EXTRAIT CHOISI:
———

« Une interdiction brutale de la chaudière gaz aurait des conséquences délétères »
Publié leL’entretien du mois du CFP, la revue technique de référence des prescripteurs, concepteurs et entreprises de Génie Climatique, Aéraulique, Froid, Plomberie-Sanitaire, Distribution Hydraulique est dédié Jean-Charles Colas-Roy.
Vice-président de Coénove depuis janvier 2023, Jean-Charles Colas-Roy est depuis le mois de février dernier président de l’association qui fédère les professionnels de l’efficacité énergétique. Il a succédé à Bernard Aulagne qui est désormais président d’honneur. Jean-Charles Colas-Roy revient sur les dernières actualités de la filière, notamment la menace qui pèse sur la chaudière gaz.
CFP : Quel est votre parcours ?

———

VOS CONSIGNES:
Énumérez tous les domaines professionnels que l'extrait associe aux prescripteurs, concepteurs et entreprises visés par la revue du CFP. Les données ne jouent aucun rôle ici.

———

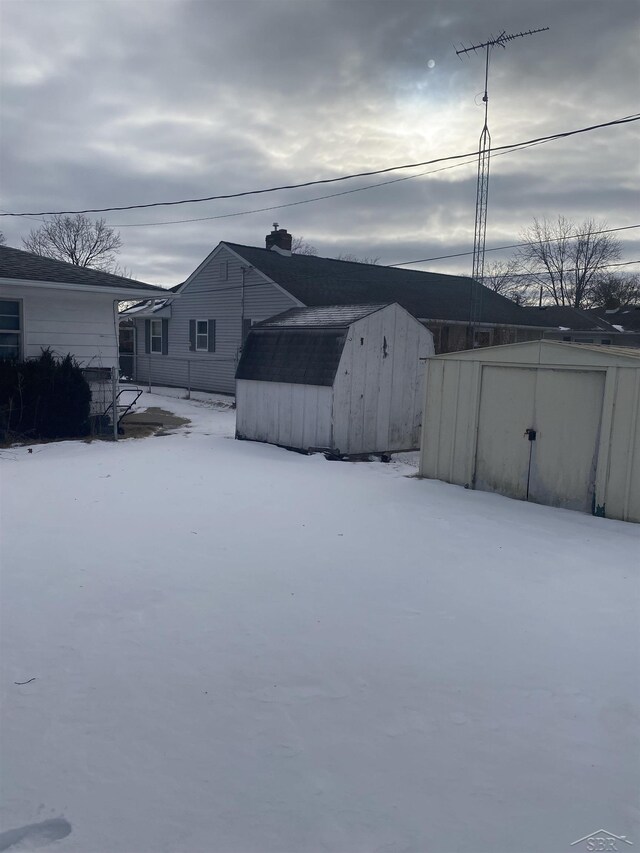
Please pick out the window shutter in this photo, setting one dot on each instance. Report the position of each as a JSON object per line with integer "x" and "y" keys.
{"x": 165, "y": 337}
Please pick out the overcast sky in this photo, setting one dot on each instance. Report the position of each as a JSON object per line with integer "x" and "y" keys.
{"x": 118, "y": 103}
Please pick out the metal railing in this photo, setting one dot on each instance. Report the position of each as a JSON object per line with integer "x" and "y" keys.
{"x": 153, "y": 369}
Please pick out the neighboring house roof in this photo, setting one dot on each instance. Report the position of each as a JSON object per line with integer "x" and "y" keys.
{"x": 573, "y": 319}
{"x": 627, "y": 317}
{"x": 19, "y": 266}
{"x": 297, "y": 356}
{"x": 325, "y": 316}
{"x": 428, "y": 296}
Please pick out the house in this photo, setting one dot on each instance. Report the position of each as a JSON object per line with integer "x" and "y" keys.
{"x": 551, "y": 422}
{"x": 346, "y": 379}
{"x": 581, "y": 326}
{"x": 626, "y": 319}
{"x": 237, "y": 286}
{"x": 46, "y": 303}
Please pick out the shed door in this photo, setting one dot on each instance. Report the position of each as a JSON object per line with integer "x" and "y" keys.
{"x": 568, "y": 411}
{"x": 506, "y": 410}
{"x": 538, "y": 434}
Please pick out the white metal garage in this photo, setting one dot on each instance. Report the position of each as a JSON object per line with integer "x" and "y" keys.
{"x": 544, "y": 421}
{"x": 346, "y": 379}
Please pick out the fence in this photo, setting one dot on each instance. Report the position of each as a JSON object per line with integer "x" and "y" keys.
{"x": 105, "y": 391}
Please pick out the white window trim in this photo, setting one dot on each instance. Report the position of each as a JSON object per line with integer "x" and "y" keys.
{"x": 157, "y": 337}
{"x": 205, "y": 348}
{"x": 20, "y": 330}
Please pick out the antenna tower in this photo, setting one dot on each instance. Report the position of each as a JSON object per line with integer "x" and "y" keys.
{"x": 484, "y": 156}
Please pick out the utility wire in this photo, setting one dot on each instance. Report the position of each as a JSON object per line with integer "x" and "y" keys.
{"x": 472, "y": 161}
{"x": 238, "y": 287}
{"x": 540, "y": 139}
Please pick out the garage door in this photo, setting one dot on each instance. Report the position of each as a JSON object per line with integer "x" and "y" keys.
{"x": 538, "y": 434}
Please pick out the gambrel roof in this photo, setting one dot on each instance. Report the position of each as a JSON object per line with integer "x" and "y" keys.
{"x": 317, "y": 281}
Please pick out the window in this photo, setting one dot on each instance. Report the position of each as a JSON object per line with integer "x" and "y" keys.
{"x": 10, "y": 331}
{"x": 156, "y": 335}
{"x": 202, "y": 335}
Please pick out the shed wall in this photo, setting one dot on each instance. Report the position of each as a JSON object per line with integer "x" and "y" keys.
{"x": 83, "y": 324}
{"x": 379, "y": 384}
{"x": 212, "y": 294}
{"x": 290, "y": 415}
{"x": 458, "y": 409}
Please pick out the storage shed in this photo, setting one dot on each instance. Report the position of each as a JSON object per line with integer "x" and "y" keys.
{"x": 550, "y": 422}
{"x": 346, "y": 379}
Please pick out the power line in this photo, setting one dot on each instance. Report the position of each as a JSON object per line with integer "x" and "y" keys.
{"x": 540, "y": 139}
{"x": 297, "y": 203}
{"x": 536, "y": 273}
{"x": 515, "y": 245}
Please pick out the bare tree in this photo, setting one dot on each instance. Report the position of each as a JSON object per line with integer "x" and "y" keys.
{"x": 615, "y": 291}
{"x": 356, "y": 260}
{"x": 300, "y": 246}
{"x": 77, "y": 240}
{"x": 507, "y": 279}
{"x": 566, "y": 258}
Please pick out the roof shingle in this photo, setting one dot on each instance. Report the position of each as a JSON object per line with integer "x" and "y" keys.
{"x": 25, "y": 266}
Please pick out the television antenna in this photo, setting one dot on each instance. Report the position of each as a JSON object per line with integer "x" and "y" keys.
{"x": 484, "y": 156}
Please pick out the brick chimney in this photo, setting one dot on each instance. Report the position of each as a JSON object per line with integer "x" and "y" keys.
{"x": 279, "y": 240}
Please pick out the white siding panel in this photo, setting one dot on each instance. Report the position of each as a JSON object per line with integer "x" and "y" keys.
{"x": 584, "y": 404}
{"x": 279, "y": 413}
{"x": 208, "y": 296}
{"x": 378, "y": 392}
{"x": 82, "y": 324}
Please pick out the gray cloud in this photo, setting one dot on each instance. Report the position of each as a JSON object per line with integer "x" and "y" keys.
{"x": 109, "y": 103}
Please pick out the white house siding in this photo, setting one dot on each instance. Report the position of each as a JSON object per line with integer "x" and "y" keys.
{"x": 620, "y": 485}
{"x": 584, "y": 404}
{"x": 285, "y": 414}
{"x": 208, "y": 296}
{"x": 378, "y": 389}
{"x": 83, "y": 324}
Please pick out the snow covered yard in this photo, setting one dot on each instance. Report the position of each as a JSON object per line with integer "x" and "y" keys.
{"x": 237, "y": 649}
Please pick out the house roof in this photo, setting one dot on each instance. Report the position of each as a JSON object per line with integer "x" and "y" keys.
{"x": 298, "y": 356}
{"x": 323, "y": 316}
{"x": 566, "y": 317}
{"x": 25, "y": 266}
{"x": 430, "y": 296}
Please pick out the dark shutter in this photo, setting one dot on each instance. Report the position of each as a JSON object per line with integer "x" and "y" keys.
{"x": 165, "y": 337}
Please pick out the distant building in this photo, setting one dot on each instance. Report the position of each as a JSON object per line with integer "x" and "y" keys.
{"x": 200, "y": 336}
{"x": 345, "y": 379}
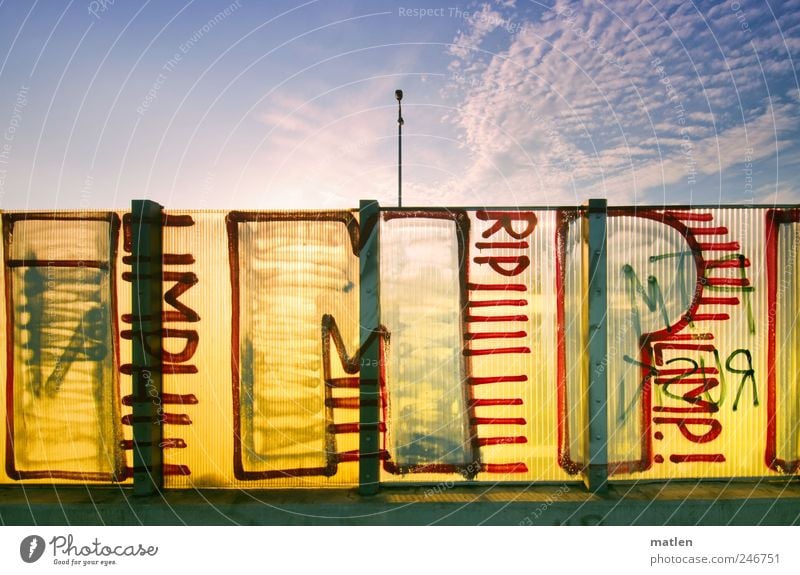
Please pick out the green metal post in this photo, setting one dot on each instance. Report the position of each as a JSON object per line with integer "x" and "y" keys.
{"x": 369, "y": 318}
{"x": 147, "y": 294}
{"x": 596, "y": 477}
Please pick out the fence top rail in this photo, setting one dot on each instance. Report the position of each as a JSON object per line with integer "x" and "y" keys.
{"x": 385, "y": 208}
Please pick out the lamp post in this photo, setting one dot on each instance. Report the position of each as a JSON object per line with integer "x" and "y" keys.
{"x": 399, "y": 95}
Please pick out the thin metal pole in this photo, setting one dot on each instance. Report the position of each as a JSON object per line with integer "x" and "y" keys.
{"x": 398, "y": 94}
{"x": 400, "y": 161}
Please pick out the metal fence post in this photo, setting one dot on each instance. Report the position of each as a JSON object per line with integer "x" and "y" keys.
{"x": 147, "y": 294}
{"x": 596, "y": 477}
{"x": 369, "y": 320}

———

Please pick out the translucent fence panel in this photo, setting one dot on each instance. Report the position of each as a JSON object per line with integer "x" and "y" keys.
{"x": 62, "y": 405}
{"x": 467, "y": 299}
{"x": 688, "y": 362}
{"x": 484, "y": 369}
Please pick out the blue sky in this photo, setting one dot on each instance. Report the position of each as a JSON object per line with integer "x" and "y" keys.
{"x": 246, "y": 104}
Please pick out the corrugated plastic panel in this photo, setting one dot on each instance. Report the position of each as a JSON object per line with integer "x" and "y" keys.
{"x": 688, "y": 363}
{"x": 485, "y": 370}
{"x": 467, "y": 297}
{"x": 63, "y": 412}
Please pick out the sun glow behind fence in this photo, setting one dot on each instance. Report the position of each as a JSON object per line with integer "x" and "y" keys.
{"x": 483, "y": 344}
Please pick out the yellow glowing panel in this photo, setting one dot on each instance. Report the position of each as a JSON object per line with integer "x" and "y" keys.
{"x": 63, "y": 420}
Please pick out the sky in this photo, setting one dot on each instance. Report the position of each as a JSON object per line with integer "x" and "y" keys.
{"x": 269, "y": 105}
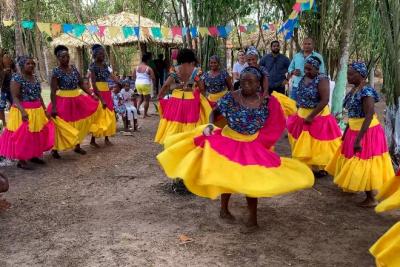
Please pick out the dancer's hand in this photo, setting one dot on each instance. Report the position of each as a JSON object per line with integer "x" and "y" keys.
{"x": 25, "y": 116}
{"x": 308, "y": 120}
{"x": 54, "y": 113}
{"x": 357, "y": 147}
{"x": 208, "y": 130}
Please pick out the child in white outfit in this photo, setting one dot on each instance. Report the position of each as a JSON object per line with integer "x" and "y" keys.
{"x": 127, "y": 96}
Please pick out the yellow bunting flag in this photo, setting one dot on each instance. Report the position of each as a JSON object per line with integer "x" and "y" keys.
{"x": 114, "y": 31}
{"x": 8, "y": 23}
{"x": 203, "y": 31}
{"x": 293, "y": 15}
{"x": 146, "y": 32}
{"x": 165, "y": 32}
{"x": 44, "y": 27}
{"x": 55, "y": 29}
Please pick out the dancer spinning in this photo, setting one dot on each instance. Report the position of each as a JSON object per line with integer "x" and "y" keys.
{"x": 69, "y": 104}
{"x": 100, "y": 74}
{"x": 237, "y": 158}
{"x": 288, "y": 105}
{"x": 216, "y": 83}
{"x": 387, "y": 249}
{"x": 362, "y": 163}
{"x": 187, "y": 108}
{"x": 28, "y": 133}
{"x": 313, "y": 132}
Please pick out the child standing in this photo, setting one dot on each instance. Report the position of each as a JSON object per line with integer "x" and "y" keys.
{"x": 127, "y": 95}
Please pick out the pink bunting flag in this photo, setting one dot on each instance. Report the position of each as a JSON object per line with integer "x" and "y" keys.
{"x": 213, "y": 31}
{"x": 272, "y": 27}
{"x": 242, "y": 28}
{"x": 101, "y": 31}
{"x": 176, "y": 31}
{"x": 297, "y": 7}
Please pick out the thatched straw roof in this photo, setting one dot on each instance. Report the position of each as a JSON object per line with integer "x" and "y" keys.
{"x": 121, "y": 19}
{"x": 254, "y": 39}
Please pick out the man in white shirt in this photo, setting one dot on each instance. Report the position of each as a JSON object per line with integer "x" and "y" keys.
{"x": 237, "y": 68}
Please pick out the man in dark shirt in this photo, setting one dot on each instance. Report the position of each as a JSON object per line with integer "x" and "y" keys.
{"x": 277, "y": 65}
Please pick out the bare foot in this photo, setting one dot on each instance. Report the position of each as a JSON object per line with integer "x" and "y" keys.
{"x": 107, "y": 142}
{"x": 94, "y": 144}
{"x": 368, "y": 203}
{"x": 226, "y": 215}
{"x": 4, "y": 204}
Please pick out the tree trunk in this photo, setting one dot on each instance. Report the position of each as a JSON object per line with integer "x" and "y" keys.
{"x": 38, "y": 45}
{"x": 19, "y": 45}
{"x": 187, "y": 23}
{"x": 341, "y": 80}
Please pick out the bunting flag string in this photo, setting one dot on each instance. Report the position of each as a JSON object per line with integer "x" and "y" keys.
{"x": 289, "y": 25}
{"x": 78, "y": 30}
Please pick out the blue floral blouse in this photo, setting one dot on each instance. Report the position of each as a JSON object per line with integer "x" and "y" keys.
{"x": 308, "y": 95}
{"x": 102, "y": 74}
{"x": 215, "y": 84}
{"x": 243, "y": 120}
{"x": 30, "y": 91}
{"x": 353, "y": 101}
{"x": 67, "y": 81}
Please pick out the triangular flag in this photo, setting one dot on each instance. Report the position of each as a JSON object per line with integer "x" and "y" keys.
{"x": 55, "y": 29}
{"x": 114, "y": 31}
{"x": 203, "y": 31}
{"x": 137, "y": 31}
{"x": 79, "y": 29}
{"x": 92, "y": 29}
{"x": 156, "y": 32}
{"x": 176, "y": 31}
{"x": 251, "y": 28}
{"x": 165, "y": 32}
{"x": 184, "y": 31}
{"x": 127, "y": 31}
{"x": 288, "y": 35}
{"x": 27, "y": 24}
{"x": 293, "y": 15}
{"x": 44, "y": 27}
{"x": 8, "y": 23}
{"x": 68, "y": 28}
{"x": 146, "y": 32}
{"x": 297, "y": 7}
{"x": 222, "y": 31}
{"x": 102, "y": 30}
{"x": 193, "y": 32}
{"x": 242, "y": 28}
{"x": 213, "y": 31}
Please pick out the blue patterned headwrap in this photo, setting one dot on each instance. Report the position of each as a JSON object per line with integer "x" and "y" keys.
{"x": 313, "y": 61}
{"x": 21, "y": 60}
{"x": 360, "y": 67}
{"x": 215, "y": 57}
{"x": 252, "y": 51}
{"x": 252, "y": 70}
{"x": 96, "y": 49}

———

RÉPONSE FINALE:
- Génie Climatique
- Aéraulique
- Froid
- Plomberie-Sanitaire
- Distribution Hydraulique